- **Records provided**:
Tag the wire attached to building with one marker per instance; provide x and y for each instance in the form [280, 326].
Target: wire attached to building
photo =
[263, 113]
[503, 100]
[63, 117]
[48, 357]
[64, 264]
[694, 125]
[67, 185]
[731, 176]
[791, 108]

--

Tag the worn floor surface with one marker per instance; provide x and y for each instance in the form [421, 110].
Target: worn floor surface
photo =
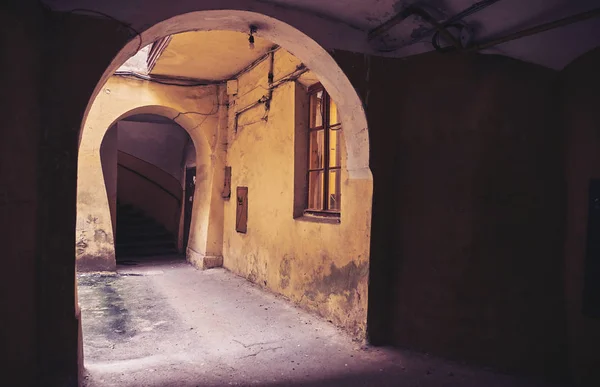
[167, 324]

- **What you need to do**:
A copy of each line above that holds the word "wire" is the expected answer.

- **Result of this exercise**:
Tag the wire attached to building with one marker per instance; provide x and y for each instance in the form [280, 326].
Target: wire attached to building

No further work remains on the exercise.